Natural-language object grounding data
━━━

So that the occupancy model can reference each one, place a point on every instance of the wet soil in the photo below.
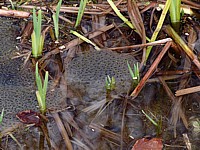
(93, 118)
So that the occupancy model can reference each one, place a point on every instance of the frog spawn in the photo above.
(86, 73)
(17, 83)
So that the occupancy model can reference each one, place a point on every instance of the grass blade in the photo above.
(80, 12)
(159, 26)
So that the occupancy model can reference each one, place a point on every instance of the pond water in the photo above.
(93, 119)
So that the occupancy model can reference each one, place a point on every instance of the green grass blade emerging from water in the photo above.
(80, 12)
(56, 19)
(42, 89)
(159, 26)
(36, 37)
(1, 116)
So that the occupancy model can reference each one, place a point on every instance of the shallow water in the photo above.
(85, 76)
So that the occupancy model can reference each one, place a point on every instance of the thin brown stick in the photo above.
(14, 13)
(62, 131)
(187, 91)
(75, 42)
(151, 70)
(159, 42)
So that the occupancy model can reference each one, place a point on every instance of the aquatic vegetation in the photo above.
(42, 89)
(110, 83)
(56, 19)
(159, 26)
(1, 116)
(37, 37)
(134, 74)
(80, 12)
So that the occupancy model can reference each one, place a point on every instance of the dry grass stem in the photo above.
(151, 70)
(62, 131)
(187, 91)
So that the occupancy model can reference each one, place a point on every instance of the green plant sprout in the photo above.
(134, 74)
(110, 83)
(1, 116)
(159, 26)
(42, 90)
(36, 36)
(56, 19)
(80, 12)
(158, 124)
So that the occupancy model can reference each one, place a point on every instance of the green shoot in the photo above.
(174, 10)
(1, 116)
(85, 39)
(110, 83)
(134, 74)
(37, 37)
(80, 12)
(56, 19)
(159, 26)
(42, 90)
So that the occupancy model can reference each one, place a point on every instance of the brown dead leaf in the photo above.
(146, 144)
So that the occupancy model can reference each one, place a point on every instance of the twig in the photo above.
(151, 70)
(159, 42)
(75, 42)
(14, 13)
(187, 91)
(62, 131)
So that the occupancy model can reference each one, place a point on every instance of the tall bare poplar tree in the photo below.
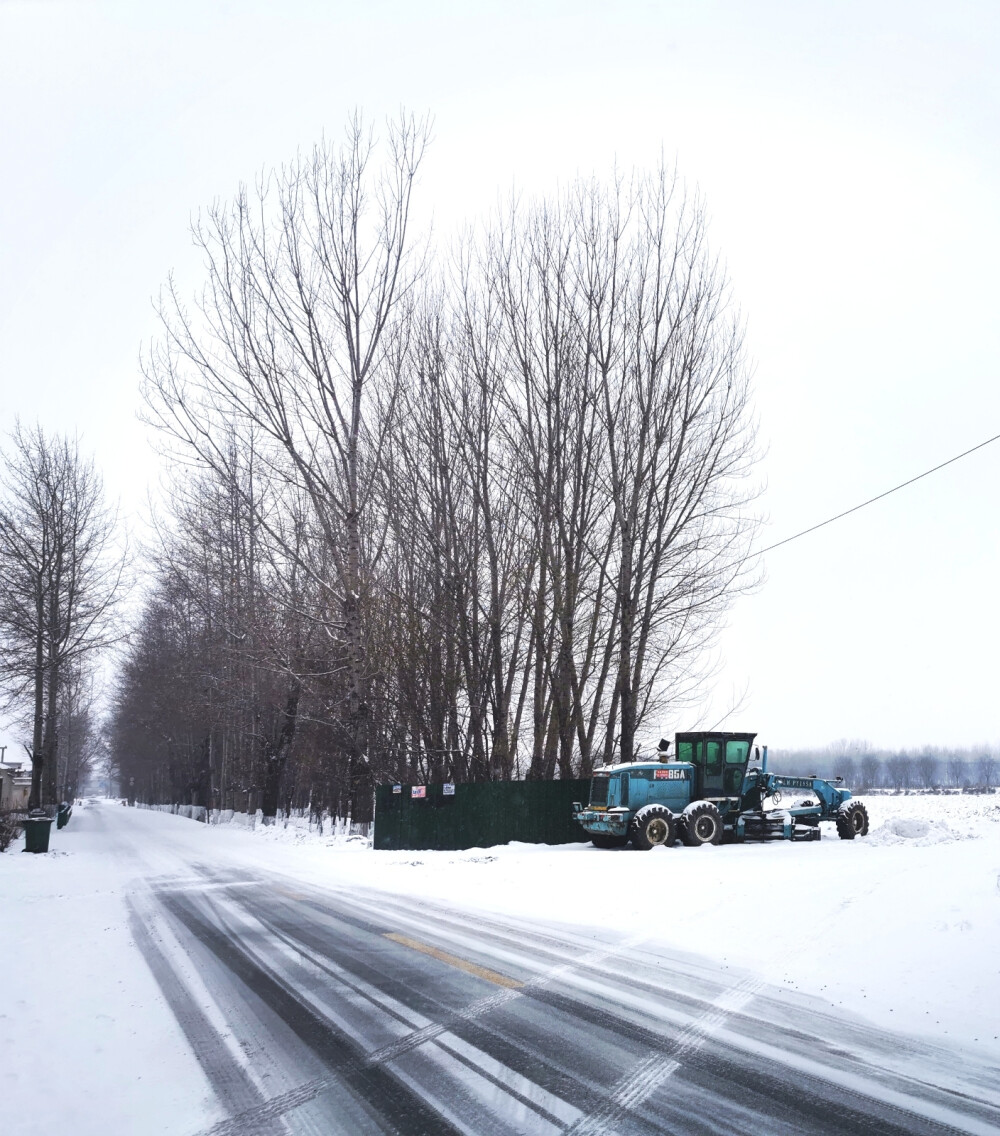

━━━

## What the task requires:
Set down again, exactly, the lines from the one with "twig in the photo above." to the last line of the data, both included and pictures excluded.

## Solved problem:
So that the occupancy model can reference each one, place a point on every instance of the twig in the photo above.
(151, 70)
(159, 42)
(75, 42)
(14, 13)
(187, 91)
(62, 131)
So that the occupancy model can reference each one, place a point on every instance of the tall bare poplar tree in the photo below.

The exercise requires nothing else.